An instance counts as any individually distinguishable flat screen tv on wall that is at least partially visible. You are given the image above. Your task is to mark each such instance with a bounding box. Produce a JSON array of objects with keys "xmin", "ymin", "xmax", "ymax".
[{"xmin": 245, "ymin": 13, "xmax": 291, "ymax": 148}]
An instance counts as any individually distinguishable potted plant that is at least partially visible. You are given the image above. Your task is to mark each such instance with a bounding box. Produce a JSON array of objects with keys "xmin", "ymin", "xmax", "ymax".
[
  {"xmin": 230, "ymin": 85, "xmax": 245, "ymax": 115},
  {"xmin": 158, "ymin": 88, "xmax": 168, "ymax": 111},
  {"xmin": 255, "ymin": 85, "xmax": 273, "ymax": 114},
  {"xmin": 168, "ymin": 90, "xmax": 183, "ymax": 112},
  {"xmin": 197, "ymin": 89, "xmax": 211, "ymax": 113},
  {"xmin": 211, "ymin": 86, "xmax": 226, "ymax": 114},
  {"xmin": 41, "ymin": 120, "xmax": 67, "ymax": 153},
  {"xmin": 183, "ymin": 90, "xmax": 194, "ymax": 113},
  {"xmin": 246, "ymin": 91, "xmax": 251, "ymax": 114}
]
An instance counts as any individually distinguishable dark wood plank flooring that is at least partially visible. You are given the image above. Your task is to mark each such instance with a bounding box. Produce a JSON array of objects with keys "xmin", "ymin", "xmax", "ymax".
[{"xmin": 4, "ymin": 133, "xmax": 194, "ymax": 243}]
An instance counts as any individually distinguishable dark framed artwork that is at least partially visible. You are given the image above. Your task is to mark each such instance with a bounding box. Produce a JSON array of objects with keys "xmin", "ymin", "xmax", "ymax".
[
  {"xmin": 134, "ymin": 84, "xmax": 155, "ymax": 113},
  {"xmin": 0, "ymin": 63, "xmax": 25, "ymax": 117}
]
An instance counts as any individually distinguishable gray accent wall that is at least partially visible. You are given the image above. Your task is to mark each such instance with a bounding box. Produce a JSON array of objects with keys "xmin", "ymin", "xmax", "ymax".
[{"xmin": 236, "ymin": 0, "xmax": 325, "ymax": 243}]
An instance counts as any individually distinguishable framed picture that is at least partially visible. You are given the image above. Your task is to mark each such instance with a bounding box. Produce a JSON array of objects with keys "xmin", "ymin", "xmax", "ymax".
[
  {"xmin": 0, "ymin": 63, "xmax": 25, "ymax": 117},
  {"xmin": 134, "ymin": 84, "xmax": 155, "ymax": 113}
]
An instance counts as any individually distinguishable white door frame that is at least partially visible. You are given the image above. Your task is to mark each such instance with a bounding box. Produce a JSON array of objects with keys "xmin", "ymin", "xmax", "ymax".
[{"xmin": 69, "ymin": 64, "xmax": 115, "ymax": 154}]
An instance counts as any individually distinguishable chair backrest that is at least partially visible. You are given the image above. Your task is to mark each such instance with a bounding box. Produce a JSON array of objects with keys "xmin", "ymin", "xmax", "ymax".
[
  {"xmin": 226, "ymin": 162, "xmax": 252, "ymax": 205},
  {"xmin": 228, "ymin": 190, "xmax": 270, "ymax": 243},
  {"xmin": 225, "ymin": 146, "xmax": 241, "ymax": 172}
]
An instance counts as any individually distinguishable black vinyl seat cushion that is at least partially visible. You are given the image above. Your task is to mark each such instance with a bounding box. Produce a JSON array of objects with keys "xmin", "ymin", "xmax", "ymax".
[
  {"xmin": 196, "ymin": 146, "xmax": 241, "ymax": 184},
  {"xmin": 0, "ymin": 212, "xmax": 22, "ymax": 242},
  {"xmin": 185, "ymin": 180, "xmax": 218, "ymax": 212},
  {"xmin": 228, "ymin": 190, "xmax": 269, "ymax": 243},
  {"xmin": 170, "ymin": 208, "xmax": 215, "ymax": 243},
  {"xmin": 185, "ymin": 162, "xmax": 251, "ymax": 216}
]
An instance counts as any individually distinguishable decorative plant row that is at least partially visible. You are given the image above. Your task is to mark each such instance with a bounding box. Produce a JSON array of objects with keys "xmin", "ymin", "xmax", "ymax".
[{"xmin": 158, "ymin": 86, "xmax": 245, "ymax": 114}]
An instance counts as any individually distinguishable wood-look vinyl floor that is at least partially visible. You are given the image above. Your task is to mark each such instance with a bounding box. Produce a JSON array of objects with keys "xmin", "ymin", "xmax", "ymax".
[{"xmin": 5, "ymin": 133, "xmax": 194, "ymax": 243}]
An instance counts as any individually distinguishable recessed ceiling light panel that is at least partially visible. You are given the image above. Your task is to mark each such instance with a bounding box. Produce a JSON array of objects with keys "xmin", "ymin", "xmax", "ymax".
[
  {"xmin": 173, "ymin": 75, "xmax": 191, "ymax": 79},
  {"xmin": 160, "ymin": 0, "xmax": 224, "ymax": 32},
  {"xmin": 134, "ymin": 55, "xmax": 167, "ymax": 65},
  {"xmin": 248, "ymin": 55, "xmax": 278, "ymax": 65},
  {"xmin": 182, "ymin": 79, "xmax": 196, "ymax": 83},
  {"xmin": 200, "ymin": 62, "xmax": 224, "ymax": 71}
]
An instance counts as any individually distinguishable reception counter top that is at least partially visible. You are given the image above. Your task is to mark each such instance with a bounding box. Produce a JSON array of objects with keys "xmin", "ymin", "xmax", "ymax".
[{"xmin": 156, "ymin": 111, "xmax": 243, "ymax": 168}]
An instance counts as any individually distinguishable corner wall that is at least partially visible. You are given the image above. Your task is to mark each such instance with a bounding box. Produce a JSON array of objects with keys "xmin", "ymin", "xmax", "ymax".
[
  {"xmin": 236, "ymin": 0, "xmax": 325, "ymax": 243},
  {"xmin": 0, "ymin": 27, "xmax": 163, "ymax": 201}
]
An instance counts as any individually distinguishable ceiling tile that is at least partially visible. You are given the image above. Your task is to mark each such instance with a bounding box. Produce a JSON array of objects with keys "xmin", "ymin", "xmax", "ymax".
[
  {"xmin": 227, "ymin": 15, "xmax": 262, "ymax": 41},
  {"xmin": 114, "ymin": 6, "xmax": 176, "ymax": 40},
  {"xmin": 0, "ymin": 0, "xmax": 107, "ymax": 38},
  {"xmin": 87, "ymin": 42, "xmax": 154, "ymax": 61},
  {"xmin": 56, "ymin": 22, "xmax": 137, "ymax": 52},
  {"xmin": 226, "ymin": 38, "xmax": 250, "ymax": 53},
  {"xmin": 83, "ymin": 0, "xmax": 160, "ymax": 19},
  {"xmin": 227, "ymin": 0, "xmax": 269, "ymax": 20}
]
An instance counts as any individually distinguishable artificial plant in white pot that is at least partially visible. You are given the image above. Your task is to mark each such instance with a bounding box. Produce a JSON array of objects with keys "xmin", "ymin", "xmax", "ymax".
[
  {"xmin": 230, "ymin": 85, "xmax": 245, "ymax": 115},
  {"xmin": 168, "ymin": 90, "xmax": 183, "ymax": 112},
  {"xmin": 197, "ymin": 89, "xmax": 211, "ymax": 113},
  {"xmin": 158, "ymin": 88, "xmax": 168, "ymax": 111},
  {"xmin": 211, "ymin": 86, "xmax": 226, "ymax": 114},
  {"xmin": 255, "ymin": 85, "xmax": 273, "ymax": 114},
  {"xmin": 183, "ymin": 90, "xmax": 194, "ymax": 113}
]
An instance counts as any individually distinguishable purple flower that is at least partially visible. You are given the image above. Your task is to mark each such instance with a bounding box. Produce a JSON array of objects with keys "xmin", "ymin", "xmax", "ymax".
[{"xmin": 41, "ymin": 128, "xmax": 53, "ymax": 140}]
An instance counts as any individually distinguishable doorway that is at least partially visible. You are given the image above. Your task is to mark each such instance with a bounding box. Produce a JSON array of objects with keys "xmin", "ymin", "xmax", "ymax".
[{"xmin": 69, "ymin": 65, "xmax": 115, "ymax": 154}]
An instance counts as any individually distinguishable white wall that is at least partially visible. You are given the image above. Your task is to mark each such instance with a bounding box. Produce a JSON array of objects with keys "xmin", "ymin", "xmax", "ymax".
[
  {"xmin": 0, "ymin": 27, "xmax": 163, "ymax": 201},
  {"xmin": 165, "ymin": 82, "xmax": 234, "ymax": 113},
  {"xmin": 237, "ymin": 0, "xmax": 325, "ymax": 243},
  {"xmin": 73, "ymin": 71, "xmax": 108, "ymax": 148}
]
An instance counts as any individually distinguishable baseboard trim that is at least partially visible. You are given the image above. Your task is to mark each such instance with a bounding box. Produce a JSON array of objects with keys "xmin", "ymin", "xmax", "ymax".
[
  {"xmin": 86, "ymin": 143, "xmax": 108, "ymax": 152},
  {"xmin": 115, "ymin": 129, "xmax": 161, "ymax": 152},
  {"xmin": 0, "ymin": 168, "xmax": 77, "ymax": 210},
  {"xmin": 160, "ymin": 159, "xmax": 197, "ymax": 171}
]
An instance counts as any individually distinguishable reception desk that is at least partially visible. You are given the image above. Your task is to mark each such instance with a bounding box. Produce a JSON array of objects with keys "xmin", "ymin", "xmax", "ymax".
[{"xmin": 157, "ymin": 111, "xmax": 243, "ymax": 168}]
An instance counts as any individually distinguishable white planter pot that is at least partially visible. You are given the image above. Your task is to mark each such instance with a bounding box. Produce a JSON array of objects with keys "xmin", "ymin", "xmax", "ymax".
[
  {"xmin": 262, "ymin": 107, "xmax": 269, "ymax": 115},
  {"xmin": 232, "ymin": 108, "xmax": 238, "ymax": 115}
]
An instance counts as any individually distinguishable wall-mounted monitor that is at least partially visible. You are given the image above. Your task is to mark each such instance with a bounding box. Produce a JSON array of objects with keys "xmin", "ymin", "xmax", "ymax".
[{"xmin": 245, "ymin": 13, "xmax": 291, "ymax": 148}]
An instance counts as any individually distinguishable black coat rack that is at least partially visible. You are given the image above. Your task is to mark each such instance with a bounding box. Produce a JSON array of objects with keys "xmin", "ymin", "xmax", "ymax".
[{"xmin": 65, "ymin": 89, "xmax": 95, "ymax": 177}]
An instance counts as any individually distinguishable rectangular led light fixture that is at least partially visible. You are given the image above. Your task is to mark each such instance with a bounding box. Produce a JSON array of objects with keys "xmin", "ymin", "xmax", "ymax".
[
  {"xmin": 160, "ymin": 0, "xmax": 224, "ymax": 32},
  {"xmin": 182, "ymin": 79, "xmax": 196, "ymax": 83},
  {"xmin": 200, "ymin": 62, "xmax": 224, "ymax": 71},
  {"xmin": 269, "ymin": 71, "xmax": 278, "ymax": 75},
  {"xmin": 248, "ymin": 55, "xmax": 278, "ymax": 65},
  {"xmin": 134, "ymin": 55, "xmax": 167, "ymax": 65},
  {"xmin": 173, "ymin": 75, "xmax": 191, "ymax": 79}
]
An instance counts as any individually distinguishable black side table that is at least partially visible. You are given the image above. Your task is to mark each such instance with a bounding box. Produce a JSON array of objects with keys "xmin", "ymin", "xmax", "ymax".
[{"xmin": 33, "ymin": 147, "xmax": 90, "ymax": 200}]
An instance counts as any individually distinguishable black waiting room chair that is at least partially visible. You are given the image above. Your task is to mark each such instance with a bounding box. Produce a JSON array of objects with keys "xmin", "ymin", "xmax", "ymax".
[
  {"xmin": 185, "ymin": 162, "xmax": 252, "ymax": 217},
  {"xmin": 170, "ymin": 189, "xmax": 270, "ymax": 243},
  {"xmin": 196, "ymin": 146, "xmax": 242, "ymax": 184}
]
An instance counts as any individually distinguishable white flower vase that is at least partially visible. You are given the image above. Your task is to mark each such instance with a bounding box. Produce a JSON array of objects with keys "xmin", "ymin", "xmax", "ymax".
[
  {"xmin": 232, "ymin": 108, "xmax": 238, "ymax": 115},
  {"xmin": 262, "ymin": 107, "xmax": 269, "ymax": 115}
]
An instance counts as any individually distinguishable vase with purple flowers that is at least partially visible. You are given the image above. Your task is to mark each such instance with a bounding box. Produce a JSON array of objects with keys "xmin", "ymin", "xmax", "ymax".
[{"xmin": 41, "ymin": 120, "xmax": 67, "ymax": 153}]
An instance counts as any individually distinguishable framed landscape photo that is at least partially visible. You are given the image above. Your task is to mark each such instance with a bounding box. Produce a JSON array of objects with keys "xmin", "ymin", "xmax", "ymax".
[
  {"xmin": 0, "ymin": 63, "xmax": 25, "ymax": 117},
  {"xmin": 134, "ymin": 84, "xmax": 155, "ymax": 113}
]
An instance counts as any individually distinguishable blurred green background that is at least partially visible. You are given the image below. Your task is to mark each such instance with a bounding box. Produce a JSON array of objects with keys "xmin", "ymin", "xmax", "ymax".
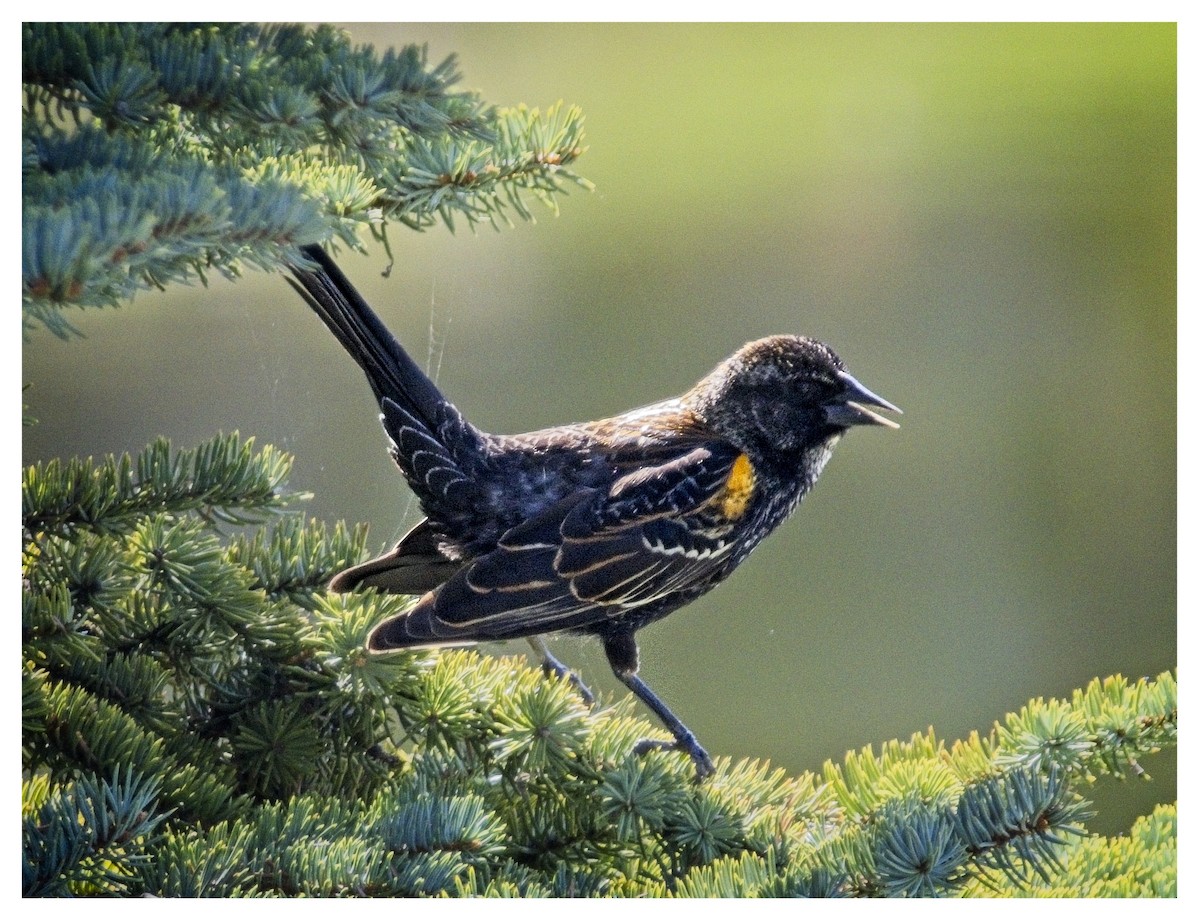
[{"xmin": 23, "ymin": 24, "xmax": 1176, "ymax": 832}]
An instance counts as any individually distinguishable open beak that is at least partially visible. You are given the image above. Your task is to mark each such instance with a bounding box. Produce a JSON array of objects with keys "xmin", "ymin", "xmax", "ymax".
[{"xmin": 823, "ymin": 371, "xmax": 902, "ymax": 428}]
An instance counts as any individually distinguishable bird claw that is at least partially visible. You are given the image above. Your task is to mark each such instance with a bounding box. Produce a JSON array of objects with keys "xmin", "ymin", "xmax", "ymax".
[{"xmin": 634, "ymin": 735, "xmax": 716, "ymax": 782}]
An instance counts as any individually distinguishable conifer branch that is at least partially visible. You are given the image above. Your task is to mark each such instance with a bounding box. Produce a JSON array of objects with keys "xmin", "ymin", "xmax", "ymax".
[{"xmin": 22, "ymin": 23, "xmax": 590, "ymax": 337}]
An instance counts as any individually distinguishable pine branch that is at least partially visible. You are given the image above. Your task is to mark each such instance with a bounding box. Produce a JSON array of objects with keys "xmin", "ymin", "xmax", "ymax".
[
  {"xmin": 22, "ymin": 23, "xmax": 590, "ymax": 337},
  {"xmin": 22, "ymin": 433, "xmax": 292, "ymax": 541}
]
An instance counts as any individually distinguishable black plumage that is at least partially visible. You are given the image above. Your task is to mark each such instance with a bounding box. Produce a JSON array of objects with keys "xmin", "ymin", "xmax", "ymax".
[{"xmin": 293, "ymin": 246, "xmax": 899, "ymax": 776}]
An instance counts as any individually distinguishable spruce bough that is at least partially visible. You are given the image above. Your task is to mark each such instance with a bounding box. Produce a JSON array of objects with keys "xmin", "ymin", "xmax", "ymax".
[{"xmin": 22, "ymin": 23, "xmax": 1177, "ymax": 897}]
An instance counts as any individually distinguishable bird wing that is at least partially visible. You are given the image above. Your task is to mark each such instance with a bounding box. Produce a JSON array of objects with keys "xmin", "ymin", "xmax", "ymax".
[{"xmin": 370, "ymin": 441, "xmax": 745, "ymax": 650}]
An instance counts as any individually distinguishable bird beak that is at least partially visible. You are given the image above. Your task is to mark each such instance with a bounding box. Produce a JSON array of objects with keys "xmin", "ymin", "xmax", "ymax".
[{"xmin": 823, "ymin": 371, "xmax": 902, "ymax": 428}]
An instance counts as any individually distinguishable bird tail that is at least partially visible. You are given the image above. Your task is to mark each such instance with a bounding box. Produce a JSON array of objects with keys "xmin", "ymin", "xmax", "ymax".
[{"xmin": 288, "ymin": 246, "xmax": 486, "ymax": 510}]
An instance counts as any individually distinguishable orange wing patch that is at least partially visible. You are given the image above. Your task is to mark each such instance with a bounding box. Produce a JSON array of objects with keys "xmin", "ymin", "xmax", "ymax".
[{"xmin": 716, "ymin": 455, "xmax": 755, "ymax": 520}]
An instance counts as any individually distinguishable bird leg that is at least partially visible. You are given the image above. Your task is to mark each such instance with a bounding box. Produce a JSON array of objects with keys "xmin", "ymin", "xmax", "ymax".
[
  {"xmin": 604, "ymin": 633, "xmax": 716, "ymax": 781},
  {"xmin": 528, "ymin": 637, "xmax": 596, "ymax": 706}
]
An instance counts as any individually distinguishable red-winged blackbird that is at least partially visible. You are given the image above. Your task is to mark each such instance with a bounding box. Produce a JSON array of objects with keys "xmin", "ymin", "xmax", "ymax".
[{"xmin": 289, "ymin": 246, "xmax": 900, "ymax": 777}]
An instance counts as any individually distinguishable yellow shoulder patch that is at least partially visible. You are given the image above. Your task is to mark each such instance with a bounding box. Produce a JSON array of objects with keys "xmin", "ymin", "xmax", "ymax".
[{"xmin": 718, "ymin": 455, "xmax": 755, "ymax": 519}]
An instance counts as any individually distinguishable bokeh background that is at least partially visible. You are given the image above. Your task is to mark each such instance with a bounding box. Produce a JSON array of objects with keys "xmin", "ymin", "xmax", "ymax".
[{"xmin": 23, "ymin": 24, "xmax": 1176, "ymax": 832}]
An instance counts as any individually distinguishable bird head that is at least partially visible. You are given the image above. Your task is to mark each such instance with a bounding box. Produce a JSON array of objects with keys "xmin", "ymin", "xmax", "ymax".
[{"xmin": 690, "ymin": 336, "xmax": 900, "ymax": 463}]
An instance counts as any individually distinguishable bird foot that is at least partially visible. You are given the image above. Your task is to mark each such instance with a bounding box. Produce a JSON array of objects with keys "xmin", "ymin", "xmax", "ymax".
[
  {"xmin": 634, "ymin": 734, "xmax": 716, "ymax": 781},
  {"xmin": 541, "ymin": 656, "xmax": 596, "ymax": 708}
]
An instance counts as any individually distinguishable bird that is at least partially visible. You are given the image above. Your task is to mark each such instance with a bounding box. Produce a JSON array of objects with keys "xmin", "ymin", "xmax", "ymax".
[{"xmin": 288, "ymin": 245, "xmax": 901, "ymax": 779}]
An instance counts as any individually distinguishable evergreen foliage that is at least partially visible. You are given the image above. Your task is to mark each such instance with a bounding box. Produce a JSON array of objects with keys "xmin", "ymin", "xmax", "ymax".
[
  {"xmin": 16, "ymin": 435, "xmax": 1177, "ymax": 897},
  {"xmin": 22, "ymin": 23, "xmax": 588, "ymax": 336},
  {"xmin": 22, "ymin": 24, "xmax": 1177, "ymax": 897}
]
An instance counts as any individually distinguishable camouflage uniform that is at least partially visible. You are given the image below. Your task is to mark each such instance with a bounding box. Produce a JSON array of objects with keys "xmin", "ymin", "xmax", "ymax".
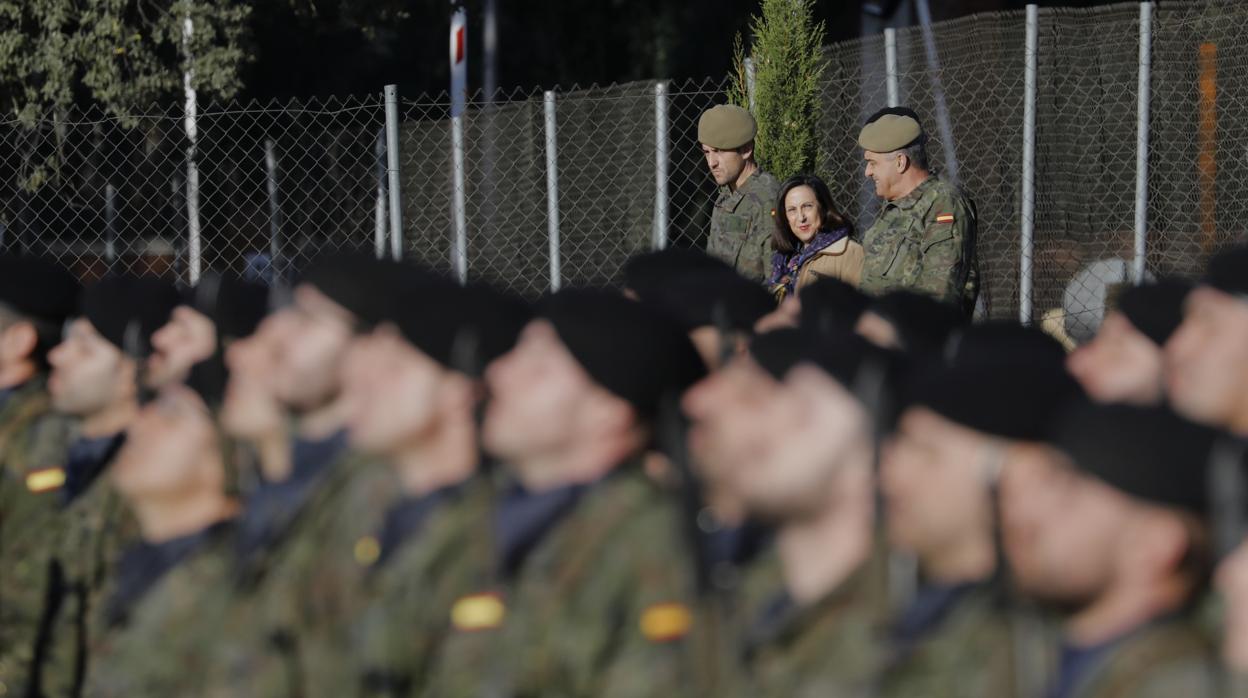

┄┄┄┄┄┄┄┄┄┄┄┄┄┄┄┄┄┄┄┄

EXERCISE: Copy out every line of the data above that contains the string "reception", reproducing each one in full. Treat the match as case-sensitive.

RESULT:
An instance counts as any individually distinguishable reception counter top that is at least partially visible. You are given the image above. Your task is to mark each such instance with a bounding box. Produce a JSON array of objects with keys "xmin", "ymin", "xmax", "ymax".
An instance counts as any individually distinguishable reception desk that is at least partially visible. You are given the image above. Your task is to mark each such instance with a bounding box. Produce a JSON array of objects with keys "xmin", "ymin", "xmax", "ymax".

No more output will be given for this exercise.